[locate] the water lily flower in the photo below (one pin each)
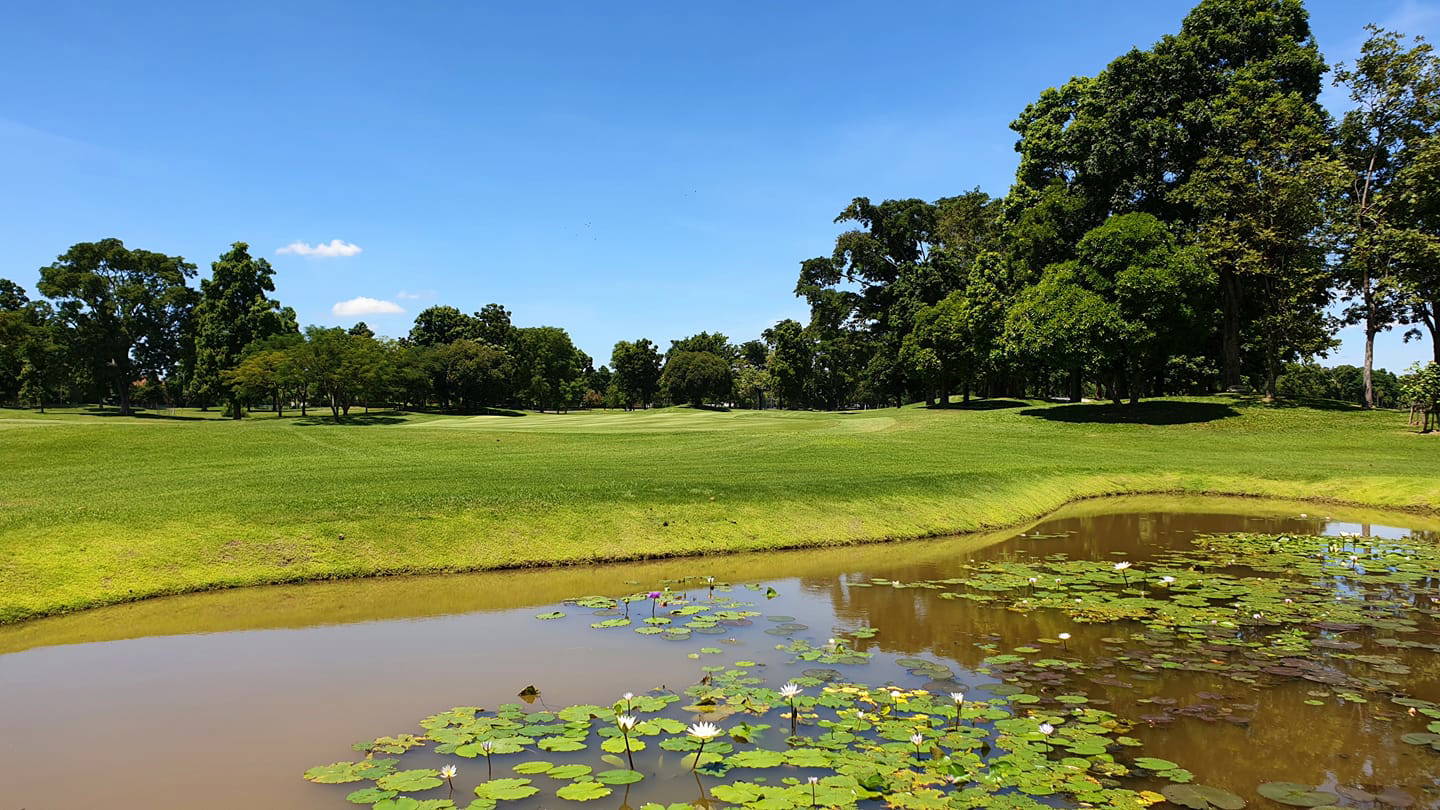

##########

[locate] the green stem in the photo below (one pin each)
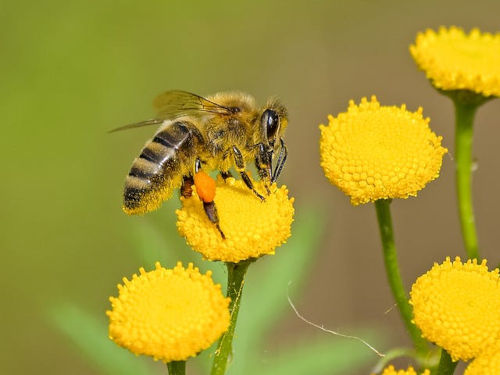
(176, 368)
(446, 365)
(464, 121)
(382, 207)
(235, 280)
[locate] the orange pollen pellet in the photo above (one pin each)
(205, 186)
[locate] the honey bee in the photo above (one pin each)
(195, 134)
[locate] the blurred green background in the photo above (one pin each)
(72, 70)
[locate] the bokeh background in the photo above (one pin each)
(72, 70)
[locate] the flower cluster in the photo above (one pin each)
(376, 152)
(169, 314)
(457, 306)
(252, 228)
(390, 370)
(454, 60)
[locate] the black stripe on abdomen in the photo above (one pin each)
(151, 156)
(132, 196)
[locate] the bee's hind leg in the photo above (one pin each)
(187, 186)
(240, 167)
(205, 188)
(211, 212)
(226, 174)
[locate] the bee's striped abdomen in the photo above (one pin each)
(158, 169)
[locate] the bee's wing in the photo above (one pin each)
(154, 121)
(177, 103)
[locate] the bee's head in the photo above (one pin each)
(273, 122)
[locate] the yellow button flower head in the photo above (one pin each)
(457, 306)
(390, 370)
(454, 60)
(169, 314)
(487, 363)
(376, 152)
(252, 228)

##########

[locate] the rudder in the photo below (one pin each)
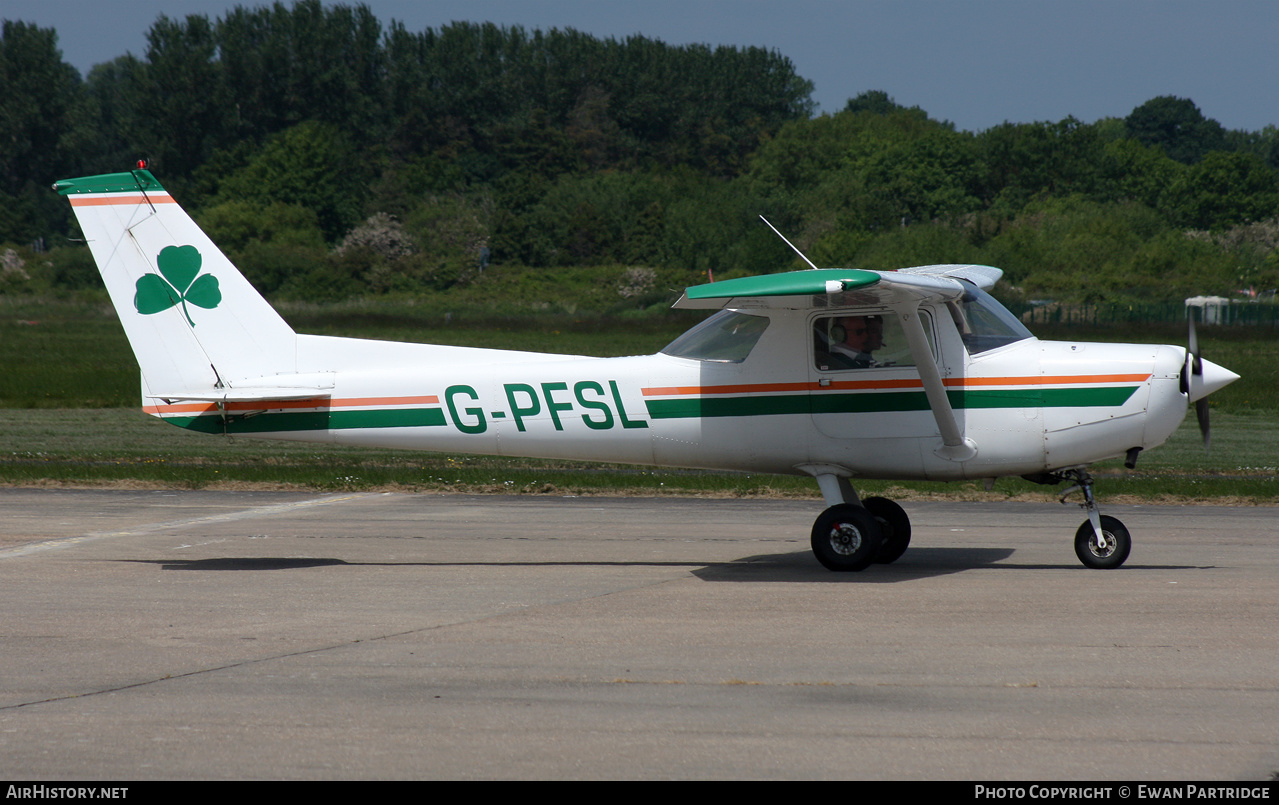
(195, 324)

##########

YOUR GOAL —
From the records, copy each line in which the string "green" appears.

WRITTEN ANSWER —
[locate] the green stem in the photo below (one pin each)
[locate] the blurred green background in the photo above (one pin each)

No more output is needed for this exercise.